Starting with the line that contains "form: x=1279 y=777.", reproduce each line through the end of the listing below, with no other output.

____________________

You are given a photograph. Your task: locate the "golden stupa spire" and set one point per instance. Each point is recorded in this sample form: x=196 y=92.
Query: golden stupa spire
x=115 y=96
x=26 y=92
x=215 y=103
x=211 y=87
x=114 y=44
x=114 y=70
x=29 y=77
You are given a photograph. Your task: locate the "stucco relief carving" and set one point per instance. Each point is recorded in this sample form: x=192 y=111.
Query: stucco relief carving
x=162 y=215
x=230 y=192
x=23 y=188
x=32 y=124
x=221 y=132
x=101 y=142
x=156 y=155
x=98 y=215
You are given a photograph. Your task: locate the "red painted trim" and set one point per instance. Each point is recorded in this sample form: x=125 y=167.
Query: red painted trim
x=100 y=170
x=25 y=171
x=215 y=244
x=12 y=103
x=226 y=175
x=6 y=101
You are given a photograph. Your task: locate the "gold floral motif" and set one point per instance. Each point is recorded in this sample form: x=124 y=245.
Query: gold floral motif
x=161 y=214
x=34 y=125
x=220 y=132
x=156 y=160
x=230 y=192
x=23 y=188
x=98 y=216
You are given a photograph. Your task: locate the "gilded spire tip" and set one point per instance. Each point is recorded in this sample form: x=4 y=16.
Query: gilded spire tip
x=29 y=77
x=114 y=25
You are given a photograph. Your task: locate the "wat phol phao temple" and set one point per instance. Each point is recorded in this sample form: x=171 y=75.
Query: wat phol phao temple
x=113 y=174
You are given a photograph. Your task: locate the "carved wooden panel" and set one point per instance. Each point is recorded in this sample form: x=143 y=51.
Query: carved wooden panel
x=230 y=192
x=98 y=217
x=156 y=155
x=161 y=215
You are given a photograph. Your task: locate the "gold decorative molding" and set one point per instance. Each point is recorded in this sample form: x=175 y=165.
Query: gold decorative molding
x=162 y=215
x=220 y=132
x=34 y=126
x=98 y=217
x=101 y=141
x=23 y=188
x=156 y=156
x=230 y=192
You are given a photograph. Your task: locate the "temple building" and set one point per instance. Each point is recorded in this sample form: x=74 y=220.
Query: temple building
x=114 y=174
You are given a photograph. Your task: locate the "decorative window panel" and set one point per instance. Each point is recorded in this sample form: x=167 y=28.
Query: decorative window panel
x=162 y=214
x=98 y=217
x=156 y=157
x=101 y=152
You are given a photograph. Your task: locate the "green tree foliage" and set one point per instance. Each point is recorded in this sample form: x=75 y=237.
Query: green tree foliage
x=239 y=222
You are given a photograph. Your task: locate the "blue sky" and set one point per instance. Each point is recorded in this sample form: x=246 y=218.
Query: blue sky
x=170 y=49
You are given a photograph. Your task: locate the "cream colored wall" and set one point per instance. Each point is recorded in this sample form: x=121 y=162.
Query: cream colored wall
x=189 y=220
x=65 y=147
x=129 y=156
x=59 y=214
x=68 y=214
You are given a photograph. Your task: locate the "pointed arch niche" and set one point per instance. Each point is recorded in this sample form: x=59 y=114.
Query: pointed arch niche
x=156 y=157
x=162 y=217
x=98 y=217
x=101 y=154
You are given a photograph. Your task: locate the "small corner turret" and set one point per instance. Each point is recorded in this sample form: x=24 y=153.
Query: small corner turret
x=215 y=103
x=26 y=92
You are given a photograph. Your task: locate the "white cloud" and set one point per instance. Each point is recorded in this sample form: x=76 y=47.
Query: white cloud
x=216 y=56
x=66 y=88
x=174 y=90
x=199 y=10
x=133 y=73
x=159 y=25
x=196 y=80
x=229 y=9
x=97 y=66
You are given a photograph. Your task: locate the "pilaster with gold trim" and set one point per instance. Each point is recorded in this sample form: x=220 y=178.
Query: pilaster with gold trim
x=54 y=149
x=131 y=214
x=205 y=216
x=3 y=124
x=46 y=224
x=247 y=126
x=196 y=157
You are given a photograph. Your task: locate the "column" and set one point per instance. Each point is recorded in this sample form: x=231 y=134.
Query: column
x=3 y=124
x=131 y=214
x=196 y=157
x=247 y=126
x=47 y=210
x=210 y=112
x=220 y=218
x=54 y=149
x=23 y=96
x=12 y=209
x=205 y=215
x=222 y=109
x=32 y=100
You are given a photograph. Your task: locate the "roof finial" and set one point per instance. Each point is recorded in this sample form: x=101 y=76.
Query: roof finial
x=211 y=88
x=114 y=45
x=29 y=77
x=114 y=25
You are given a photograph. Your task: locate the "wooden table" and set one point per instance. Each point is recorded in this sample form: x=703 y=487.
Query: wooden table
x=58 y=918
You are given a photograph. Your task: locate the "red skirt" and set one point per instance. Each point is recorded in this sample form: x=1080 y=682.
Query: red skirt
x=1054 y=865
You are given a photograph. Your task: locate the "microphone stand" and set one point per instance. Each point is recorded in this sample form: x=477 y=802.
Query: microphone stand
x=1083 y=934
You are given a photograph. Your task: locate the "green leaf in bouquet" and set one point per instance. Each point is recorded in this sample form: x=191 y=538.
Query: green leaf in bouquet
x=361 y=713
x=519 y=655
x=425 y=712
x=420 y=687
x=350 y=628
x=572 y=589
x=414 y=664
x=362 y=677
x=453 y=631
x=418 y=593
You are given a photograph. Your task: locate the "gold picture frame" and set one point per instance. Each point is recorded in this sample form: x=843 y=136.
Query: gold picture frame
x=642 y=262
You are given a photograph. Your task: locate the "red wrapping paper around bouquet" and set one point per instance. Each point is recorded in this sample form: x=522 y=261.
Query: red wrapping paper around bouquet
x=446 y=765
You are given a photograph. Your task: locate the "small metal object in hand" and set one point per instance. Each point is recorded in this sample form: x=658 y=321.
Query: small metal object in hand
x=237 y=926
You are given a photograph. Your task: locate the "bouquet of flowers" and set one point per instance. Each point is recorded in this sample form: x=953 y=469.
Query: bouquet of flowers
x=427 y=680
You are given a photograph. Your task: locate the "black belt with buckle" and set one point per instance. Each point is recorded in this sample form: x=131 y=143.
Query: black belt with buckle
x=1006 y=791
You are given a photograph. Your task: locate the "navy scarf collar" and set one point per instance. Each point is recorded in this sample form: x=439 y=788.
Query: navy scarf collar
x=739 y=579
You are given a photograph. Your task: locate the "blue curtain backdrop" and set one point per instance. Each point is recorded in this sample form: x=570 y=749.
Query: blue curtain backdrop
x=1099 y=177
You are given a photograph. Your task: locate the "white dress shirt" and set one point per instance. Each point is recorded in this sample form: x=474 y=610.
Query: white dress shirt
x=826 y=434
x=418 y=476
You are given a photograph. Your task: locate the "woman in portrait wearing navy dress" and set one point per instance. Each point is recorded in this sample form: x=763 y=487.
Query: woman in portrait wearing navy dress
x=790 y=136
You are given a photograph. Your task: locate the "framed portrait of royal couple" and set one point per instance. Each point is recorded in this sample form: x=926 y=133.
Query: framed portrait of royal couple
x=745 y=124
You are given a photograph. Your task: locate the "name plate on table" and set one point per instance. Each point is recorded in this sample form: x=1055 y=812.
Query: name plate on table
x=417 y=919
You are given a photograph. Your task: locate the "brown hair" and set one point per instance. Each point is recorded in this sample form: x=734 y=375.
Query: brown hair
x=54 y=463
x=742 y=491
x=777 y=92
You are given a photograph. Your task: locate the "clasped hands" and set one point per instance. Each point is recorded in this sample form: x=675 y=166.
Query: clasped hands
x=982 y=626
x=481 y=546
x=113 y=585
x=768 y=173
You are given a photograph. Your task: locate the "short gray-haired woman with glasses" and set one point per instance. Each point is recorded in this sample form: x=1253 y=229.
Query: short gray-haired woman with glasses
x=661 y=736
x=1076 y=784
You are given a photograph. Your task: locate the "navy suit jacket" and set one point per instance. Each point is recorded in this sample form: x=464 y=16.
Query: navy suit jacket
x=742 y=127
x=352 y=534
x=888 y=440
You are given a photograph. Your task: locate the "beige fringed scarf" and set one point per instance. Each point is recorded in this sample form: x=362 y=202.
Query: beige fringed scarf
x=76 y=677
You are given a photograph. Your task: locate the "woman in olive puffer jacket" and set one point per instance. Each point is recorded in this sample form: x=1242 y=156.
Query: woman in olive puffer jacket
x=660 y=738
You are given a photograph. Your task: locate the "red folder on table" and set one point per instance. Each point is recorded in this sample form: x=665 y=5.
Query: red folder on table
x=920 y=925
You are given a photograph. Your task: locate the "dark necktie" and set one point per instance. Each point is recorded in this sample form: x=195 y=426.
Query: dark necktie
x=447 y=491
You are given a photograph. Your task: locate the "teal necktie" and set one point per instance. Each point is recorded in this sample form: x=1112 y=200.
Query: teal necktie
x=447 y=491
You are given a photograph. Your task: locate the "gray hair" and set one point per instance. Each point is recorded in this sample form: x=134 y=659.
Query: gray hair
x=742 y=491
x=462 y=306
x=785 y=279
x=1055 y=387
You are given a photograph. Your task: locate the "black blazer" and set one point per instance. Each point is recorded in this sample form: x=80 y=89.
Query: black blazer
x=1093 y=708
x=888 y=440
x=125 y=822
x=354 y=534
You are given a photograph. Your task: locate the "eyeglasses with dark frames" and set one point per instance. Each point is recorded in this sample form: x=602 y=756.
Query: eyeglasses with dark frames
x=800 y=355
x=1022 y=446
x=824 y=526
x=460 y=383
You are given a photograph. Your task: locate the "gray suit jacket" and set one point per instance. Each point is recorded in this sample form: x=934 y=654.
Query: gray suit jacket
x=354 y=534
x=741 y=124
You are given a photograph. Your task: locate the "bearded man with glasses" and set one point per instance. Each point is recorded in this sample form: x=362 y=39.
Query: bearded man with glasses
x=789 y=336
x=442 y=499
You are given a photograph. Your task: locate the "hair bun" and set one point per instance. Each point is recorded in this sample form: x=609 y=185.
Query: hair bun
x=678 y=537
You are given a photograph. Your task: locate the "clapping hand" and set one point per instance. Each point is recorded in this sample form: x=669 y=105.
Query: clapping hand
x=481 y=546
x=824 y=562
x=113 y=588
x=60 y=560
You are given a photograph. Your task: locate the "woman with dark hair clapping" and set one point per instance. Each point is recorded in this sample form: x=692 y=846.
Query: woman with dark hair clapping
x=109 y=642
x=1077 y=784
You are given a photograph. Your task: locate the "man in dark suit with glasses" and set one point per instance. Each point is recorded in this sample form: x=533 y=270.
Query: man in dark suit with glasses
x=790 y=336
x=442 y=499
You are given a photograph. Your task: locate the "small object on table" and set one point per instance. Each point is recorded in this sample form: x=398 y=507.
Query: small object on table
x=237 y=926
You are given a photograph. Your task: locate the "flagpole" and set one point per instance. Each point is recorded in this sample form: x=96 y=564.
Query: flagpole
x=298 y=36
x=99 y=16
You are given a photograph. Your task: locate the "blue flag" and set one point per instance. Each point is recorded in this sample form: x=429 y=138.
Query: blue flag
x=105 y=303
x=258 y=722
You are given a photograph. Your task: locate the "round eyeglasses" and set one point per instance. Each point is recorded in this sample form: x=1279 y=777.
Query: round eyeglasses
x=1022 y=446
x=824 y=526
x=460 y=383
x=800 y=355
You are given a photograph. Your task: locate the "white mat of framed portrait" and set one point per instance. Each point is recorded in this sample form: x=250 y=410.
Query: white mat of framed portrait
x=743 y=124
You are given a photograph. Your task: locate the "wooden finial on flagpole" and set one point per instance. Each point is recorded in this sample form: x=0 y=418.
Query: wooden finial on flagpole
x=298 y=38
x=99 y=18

____________________

[Result below]
You are given a photograph. Your task: locate the "round eyeglasses" and set one point per instance. Each point is recorded in this sample form: x=1279 y=777.
Query: round eyeglasses
x=1022 y=446
x=824 y=526
x=460 y=383
x=800 y=355
You are given a photograph. Your task: locate the "white mat of framed portrait" and set one point per instance. Each point is recorded in this sample form: x=250 y=410.
Query: white mat of framed portrait
x=743 y=124
You are given a photograph. Your task: locate the "wooden finial on flagpole" and set one point per instance. Each point is recorded in this sample form: x=0 y=418.
Query: wooden finial on flagpole
x=298 y=38
x=99 y=18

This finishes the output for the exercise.